▶ _Try it_
Every line of the material that follows must be printed again exactly.

▶ _Data excerpts_
....................

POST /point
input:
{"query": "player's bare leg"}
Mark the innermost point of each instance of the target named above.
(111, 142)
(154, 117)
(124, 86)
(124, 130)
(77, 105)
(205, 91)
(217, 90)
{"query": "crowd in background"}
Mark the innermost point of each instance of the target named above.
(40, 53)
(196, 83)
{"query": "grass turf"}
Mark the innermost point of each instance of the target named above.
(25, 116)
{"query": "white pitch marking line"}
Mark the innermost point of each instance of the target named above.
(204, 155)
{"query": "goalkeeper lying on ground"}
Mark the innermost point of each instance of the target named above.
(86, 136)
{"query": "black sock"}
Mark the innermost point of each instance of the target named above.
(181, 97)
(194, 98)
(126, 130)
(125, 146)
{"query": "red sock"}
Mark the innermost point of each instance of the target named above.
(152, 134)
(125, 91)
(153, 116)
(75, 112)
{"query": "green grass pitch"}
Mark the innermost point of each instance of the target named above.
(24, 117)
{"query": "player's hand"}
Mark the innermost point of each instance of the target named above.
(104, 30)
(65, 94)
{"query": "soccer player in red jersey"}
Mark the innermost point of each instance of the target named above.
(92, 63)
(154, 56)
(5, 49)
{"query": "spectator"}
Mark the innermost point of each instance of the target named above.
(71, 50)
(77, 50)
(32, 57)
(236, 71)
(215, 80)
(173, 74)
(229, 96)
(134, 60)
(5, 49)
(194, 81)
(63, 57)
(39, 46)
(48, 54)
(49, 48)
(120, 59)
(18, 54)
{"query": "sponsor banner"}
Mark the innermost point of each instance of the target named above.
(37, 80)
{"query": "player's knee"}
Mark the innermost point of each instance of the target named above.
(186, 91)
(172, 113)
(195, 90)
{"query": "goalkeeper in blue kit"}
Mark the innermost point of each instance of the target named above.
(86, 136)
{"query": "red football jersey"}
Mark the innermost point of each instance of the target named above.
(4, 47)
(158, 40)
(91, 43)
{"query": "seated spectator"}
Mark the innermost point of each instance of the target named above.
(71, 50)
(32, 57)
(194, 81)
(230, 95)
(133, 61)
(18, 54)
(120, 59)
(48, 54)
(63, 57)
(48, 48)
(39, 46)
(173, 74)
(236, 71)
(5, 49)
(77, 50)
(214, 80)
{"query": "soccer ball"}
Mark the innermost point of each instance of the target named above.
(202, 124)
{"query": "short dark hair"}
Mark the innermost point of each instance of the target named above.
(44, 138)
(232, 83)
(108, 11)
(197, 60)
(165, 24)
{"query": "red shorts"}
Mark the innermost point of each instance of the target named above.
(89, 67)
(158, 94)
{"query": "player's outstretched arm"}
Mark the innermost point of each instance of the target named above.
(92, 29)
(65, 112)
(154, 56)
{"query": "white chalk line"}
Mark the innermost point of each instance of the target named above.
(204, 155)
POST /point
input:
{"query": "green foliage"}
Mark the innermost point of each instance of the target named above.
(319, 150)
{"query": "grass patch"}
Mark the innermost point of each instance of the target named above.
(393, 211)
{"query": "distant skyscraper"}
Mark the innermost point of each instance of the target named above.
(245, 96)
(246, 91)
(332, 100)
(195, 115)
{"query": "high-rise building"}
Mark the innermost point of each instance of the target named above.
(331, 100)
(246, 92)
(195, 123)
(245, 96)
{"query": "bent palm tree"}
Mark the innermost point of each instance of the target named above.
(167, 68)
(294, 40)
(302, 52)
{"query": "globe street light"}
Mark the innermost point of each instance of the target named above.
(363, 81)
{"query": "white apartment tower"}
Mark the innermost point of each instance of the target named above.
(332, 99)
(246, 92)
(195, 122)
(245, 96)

....................

▶ _Solved exercise_
POST /point
input:
{"query": "player's bare leg"}
Mark the innermost point of each instance of the target named above.
(111, 142)
(154, 117)
(124, 86)
(124, 130)
(77, 105)
(205, 91)
(217, 90)
{"query": "crowd in background"}
Mark the innermost point of each instance of the target named above.
(40, 53)
(196, 83)
{"query": "grass turf"}
Mark the innermost point of each instance of the target named above.
(25, 116)
{"query": "white pitch marking line"}
Mark the innermost point of each instance of the target named above.
(204, 155)
{"query": "goalkeeper lying on ground"}
Mark the innermost point of each instance of the target named above.
(86, 136)
{"query": "black sock"}
Mark the innermost point of each instance of the target named above.
(181, 97)
(194, 98)
(126, 130)
(125, 146)
{"query": "red sock"}
Mark the innermost point of each instance of the target named above.
(152, 134)
(125, 91)
(153, 116)
(75, 112)
{"query": "green grass pitch"}
Mark the innermost point of each instance of the target named above.
(24, 117)
{"query": "player's hand"}
Mark the innermost point of each instance of the target named above.
(104, 30)
(65, 94)
{"query": "soccer player in red jersey"}
Mark the innermost point of each instance of the target named above.
(92, 63)
(154, 56)
(5, 49)
{"query": "spectator"}
Mark the innermost point of each instance of the target named above.
(71, 50)
(77, 50)
(32, 57)
(236, 71)
(215, 80)
(173, 74)
(229, 96)
(134, 60)
(5, 49)
(194, 81)
(63, 57)
(39, 46)
(48, 54)
(49, 48)
(120, 59)
(18, 54)
{"query": "sponsor banner"}
Mark the innermost point of each instance of the target named above.
(37, 80)
{"query": "player's knee"}
Mark the innermost point of each instance of the target named above.
(186, 91)
(172, 113)
(195, 90)
{"query": "goalkeeper in blue kit"}
Mark the innermost point of each instance of the target named above.
(86, 136)
{"query": "red football jersey"}
Mark the innermost point of each instance of the target named above.
(4, 47)
(158, 40)
(91, 43)
{"query": "seated spectator"}
Mark the innermost point of each instance of the target named above.
(71, 50)
(32, 57)
(194, 81)
(230, 95)
(133, 61)
(18, 54)
(120, 59)
(48, 54)
(63, 57)
(48, 48)
(39, 46)
(173, 74)
(236, 71)
(5, 49)
(77, 50)
(214, 80)
{"query": "soccer ball"}
Mark the innermost point of each instance of the target named above.
(202, 124)
{"query": "short dark hair"}
Mark the innermost point of each instance of the target named above.
(44, 138)
(232, 83)
(108, 11)
(197, 60)
(165, 24)
{"query": "red shorts"}
Mark the innermost point of each instance of the target named above.
(89, 67)
(158, 94)
{"query": "player's outstretched arm"}
Mark the innermost point of each instance of the target named above.
(92, 29)
(65, 112)
(154, 56)
{"query": "white chalk line"}
Mark the innermost point of each instance of the target named above.
(204, 155)
POST /point
input:
{"query": "green foliage"}
Mark the innermost point of each instance of the target named above.
(319, 150)
{"query": "grass patch"}
Mark the innermost point of each instance of the target named above.
(393, 211)
{"query": "distant skyscraper"}
Mark the innermost point of each instance of the target named above.
(245, 96)
(246, 91)
(332, 100)
(195, 115)
{"query": "high-rise building"}
Mark the innermost point of each instance of the target named above.
(331, 100)
(246, 92)
(195, 123)
(245, 96)
{"query": "bent palm tree"}
Mark the innermost point of each instance of the target named above.
(167, 68)
(294, 40)
(302, 52)
{"query": "globe street light"}
Mark the innermost point of each instance of the target named above.
(363, 81)
{"query": "white apartment tower"}
Mark the innermost point of each instance of the target named above.
(332, 99)
(246, 92)
(195, 122)
(245, 96)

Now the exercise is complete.